**Brief**
Please give the number of lines in the records below where the word "white" occurs, and nothing else.

**Data for this exercise**
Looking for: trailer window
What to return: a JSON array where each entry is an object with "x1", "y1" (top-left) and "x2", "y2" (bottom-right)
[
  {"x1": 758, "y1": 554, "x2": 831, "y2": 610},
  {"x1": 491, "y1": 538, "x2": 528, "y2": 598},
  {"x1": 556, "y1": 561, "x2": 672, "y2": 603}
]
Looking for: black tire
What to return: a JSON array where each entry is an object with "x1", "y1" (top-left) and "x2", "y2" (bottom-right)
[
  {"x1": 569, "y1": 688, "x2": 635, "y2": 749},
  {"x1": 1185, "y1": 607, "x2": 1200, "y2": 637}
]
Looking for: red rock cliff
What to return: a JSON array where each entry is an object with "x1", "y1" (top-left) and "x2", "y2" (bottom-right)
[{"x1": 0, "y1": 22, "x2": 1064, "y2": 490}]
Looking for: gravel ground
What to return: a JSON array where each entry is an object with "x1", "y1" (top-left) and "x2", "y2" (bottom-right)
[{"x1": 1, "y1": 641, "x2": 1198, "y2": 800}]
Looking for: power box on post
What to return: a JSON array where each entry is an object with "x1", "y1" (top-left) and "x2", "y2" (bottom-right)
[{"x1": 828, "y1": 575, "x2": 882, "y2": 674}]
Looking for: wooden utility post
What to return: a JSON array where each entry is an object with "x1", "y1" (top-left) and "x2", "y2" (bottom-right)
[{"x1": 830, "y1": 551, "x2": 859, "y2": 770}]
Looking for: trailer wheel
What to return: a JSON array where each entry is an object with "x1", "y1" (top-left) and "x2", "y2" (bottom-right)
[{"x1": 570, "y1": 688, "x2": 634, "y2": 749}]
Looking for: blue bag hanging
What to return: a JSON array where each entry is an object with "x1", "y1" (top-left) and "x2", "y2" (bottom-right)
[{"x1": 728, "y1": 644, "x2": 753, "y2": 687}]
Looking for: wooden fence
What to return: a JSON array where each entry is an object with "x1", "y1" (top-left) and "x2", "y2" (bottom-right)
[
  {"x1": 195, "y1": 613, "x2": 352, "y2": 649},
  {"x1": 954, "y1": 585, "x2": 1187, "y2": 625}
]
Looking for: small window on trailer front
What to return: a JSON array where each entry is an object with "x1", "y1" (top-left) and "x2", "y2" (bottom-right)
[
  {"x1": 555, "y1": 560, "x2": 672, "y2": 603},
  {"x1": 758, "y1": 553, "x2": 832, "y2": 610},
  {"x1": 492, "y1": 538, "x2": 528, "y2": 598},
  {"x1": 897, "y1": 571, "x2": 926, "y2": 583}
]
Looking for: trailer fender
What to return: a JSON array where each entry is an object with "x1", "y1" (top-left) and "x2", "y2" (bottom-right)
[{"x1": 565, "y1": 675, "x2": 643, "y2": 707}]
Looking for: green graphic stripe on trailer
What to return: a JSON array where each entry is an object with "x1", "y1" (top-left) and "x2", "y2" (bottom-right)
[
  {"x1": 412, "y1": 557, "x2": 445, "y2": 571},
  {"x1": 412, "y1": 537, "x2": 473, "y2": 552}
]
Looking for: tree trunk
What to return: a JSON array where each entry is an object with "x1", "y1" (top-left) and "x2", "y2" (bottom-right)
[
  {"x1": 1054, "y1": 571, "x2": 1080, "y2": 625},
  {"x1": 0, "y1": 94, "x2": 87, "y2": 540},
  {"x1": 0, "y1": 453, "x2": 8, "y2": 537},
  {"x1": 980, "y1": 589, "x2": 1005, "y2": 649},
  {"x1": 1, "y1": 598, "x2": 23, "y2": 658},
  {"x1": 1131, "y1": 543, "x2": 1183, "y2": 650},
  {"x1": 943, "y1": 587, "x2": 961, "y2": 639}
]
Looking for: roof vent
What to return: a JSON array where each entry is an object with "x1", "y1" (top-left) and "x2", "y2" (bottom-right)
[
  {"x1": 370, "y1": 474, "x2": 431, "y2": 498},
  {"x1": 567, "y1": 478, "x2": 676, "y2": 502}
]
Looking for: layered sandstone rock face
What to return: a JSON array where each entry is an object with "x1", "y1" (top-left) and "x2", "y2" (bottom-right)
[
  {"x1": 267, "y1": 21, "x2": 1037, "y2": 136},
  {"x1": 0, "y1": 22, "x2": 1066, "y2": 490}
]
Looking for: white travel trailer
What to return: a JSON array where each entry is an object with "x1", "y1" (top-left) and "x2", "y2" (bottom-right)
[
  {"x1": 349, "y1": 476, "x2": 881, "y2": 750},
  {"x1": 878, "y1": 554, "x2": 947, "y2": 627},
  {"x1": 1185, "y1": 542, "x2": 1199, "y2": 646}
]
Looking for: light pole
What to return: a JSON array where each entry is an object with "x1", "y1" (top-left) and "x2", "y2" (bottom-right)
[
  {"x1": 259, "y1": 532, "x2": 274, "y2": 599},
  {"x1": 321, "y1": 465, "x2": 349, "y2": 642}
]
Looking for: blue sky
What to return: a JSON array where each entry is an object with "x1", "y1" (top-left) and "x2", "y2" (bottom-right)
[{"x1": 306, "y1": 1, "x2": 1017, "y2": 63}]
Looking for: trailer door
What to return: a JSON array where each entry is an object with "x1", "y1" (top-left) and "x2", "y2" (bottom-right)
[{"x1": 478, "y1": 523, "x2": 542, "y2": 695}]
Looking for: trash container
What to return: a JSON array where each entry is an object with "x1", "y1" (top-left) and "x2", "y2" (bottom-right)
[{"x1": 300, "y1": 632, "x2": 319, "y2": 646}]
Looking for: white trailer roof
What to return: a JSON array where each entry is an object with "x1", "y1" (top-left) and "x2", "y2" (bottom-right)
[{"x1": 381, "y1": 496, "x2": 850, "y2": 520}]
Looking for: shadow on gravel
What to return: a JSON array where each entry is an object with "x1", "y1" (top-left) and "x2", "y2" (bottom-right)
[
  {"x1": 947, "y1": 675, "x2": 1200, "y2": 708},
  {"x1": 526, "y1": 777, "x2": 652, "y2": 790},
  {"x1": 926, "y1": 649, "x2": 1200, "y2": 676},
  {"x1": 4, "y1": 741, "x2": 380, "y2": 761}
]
---
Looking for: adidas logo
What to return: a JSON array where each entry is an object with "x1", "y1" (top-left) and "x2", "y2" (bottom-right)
...
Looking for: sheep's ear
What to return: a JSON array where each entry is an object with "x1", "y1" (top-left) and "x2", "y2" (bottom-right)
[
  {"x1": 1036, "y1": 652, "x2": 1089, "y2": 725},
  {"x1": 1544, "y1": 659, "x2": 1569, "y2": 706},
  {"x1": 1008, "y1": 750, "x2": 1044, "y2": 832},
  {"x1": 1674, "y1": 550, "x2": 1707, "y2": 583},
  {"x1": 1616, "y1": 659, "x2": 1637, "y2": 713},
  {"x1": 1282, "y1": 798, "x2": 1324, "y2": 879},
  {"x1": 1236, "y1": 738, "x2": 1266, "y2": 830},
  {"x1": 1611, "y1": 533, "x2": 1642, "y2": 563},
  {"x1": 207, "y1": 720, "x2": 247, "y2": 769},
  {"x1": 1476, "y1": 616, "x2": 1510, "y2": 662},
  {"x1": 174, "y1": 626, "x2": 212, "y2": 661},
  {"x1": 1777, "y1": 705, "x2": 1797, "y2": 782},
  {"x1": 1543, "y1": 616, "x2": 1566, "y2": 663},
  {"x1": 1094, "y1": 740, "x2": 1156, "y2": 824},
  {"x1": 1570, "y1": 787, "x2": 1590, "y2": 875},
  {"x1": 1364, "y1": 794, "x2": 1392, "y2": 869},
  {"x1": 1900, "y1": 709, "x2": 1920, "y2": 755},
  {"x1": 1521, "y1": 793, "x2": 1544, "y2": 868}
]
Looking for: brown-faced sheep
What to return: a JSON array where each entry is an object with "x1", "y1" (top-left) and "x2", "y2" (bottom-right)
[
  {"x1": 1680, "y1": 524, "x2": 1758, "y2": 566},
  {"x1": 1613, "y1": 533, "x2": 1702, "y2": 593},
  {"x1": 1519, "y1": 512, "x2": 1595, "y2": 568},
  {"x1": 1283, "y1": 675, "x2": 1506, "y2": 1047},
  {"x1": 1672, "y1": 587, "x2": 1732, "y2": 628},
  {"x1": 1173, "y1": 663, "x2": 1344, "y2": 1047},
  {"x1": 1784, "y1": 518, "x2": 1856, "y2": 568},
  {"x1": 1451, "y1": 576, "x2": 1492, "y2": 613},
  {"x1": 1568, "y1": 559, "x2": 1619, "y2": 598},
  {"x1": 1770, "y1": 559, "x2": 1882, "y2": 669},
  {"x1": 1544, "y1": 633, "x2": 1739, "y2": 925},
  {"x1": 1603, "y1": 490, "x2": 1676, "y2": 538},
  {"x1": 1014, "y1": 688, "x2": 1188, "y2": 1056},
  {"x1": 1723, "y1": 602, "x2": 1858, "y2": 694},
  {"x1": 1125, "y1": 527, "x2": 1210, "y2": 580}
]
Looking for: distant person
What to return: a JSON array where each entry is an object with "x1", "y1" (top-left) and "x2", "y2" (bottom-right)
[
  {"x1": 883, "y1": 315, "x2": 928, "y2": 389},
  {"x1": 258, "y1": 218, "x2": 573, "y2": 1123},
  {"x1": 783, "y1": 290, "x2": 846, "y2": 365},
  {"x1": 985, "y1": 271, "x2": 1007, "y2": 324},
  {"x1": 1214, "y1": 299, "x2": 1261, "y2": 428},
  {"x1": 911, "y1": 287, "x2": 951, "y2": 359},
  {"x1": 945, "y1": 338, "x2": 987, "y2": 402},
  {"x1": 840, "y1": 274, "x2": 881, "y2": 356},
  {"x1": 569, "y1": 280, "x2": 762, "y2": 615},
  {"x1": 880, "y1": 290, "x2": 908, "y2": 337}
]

**Result of this exercise**
2